* **What you will do**:
1. In the forum discussion, what is the game called a great analogy to?
2. Print the part of the forum discussion that starts at the words "I would welcome" and ends after the words "it too safe.".
3. Carry on the forum discussion about PVP and mining from the point where it stops.

* **Document section**:
The other sheer irony of Aiko’s ‘free ISK’ comment is that if mining provides ‘free ISK’ then so does robbing miners.
It seems to matter an awful lot to Gix. Can’t think why…as the assertion that someone is not new is actually quite complimentary if you think about it.
You seem to be dancing around the issue by making it seem like getting killed is what Gix wants, so you’re “winning” by not giving it to him. That’s a very carebear thing to do, since it excuses you from taking initiative regardless of your decisions and circumstances. It’s like saying you “didn’t need that ship anyway” when someone blows you up.
Like I said, the opportunity to shut someone up by embarrassing them doesn’t present itself often, since most people use alts to shitpost on the forums. I’m sure many players here would help you if you organize some kind of effort.
I would welcome the opportunity
I doubt they’d come and find me tho. That’d take actually playing the game.
If you’re not occasionally losing ships (and getting podded too) then you’re doing something wrong in the game. Maybe just playing it too safe.
This game is a GREAT analogy to life: Risk/reward balancing.
Ok, here’s where we stand AFAIK,
Last week I fired up a bit of semantics “discussion” in a futile attempt to deplete the constant off topic trolling in regards of what PVP is not. Did not go well.
I guess it prolonged in excess as we can still see today.
Little advance, I must say… and if it keeps on going, I’ll have to give it up and let it die.
On the other hand, I tried to dig out some opinions about what could be considered as PVP drivers. Specifically, I tried to see what you guys think about giving some hulls a sort of buff that would twist the plot from what most call “sitting duck”.
There was little advance on that too. Some would say that it’s enough with what’s given under the void argument that something can be done prior to an encounter in order to completely avoid it --for example–. It’s ok I guess, on the current scheme but it’s not generating destruction between players, not enough.

[Object outline annotations]
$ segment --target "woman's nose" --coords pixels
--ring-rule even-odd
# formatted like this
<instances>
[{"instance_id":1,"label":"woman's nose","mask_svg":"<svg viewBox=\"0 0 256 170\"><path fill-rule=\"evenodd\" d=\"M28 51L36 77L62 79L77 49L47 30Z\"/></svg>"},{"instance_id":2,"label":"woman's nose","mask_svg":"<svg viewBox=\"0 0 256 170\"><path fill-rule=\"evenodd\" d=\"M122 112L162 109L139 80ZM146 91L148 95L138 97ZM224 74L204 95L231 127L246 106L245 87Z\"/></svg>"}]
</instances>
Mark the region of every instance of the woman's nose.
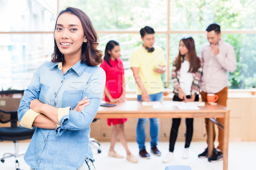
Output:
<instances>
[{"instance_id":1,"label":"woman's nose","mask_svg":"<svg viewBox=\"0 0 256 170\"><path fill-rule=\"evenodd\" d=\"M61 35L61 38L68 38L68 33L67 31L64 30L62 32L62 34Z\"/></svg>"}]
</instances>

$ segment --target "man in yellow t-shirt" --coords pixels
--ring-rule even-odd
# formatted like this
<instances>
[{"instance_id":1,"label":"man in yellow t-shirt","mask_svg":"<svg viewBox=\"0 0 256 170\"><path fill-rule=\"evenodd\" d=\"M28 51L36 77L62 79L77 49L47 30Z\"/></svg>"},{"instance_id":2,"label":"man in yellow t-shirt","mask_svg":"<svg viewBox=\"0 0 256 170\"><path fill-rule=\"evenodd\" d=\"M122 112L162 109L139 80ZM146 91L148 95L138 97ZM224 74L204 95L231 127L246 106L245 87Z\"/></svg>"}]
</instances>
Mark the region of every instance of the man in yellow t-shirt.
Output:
...
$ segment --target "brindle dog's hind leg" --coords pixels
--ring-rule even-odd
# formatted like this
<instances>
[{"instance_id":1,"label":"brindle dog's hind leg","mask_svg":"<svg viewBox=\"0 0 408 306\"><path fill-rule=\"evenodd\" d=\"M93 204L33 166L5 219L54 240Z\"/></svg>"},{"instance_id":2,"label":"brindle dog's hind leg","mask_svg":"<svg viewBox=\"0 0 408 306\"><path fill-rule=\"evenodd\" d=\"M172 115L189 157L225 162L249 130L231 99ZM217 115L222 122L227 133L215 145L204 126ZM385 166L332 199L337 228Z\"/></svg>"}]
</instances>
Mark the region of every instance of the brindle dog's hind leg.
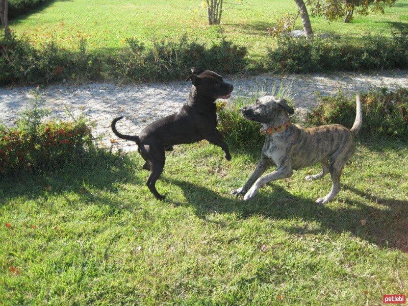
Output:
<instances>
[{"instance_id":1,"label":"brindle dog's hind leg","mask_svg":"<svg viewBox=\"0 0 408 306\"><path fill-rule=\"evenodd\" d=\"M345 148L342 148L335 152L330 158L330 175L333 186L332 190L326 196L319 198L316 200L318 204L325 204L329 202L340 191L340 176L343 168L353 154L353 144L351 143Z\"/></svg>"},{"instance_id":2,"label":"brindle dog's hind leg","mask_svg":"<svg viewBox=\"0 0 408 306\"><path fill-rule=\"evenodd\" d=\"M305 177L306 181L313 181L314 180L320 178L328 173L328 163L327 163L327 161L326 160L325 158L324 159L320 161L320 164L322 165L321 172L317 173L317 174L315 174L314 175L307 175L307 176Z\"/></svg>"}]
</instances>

* **Per-task outputs**:
1. Life: risk/reward balancing.

2.
I would welcome the opportunity
I doubt they’d come and find me tho. That’d take actually playing the game.
If you’re not occasionally losing ships (and getting podded too) then you’re doing something wrong in the game. Maybe just playing it too safe.

3.
Let’s please try and leave semantics aside and focus a bit. We’re on the 650’s vicinity and I’m running out of time for holidays. Thx
It’s not really a question of some hulls being a sitting duck, since that mostly only applies to the ganking style of destruction.
If you make gankable hulls stronger and/or more able to defend themselves, you will end up with less destruction because fewer people will try to gank them in high sec. In other space it shouldn’t matter since anyone PvPing there can usually call in enough force to kill anything, or they will ignore it altogether if it’s currently unkillable.
If you make some hulls weaker/more gankable, you will simply reduce the math for the gankers so they can succeed with less expensive ships, and/or players using those hulls will either quit playing, shift to different activities, or switch to a hull that isn’t weakened.
PvP in EVE is mostly about: math for profit, e-peen waving, or grudges. With a very small percentage of players who engage “for the fun of it”.
The e-peen waving and gank-for-profit style of play are doing fine for the small portion that plays that way, we don’t need to do much there. Grudges are hard to stir up externally.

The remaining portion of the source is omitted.